[Data listing]
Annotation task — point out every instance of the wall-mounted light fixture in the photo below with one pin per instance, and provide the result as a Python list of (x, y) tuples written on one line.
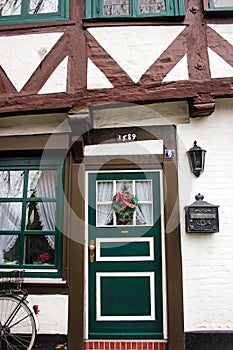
[(197, 159)]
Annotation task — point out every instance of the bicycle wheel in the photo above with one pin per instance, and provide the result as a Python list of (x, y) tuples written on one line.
[(17, 324)]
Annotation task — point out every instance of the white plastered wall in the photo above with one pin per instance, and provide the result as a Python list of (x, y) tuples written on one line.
[(53, 314), (207, 258)]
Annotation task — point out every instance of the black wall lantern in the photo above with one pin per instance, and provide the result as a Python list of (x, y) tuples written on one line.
[(197, 159)]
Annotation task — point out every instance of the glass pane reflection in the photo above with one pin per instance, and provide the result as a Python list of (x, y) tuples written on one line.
[(9, 249), (39, 249)]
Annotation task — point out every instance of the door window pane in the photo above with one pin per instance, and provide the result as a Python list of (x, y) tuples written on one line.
[(124, 202), (104, 191), (116, 7), (152, 6)]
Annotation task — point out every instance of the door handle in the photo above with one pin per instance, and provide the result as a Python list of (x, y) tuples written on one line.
[(92, 251)]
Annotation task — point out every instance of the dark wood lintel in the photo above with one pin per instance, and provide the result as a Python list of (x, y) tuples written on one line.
[(127, 93)]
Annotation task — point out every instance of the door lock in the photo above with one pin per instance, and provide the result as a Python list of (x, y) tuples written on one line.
[(92, 250)]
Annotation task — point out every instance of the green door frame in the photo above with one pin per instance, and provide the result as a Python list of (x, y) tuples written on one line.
[(156, 176)]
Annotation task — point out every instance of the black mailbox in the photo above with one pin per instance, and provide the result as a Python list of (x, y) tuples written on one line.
[(201, 217)]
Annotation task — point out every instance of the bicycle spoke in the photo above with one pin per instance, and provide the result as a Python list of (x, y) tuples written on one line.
[(17, 326)]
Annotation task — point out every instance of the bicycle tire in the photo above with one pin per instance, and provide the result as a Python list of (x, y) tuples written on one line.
[(17, 324)]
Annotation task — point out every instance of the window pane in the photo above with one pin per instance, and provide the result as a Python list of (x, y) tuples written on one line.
[(43, 6), (9, 249), (39, 249), (104, 191), (10, 216), (143, 190), (223, 3), (116, 7), (11, 183), (42, 183), (125, 186), (41, 216), (152, 6), (104, 215), (144, 214), (10, 7)]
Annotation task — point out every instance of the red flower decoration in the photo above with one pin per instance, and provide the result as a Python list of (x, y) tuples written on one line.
[(44, 258)]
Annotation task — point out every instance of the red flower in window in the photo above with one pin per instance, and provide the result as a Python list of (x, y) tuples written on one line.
[(44, 258)]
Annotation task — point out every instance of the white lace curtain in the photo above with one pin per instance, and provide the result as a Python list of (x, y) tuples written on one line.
[(144, 210), (10, 213), (43, 183), (143, 193)]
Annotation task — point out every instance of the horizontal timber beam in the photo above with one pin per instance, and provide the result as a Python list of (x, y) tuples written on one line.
[(23, 102)]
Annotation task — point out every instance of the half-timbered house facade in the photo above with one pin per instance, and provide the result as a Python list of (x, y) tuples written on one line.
[(100, 102)]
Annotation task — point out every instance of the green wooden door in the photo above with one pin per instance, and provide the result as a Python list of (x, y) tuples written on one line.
[(124, 255)]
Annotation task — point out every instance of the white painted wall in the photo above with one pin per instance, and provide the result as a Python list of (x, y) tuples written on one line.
[(208, 259), (53, 315)]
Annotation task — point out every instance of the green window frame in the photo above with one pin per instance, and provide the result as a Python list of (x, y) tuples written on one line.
[(29, 240), (173, 8), (23, 14), (218, 9)]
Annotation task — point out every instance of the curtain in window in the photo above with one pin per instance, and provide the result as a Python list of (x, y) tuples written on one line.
[(11, 184), (46, 188), (104, 211), (144, 210)]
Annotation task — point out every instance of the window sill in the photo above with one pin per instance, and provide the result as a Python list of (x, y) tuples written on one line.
[(14, 26), (129, 21), (218, 13)]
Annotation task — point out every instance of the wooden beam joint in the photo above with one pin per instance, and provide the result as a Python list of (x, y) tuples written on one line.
[(202, 105)]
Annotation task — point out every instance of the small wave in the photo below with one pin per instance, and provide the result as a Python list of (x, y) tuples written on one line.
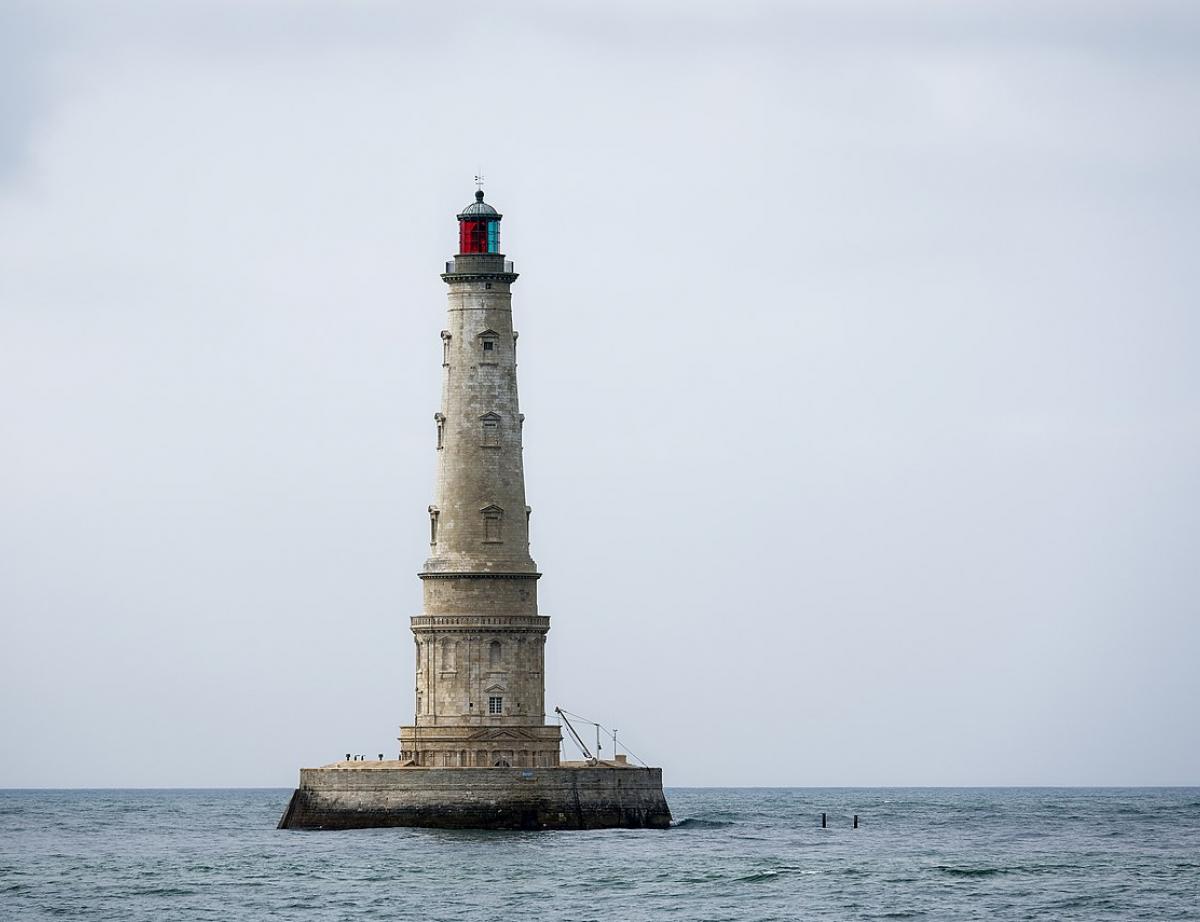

▶ **Exercise**: Extract each line above that contains the word "black" and copy it out in full.

▶ **Answer to the task**:
Annotation task — point out every instance of the black wall lantern in the photo above with one pin per instance, and provide the result as a Python list of (x, y) tuples written on one line.
Annotation task — point out every instance of the black mailbox in the photo above with one pin per instance, and provide the result as a Python list of (x, y) tuples written on one line.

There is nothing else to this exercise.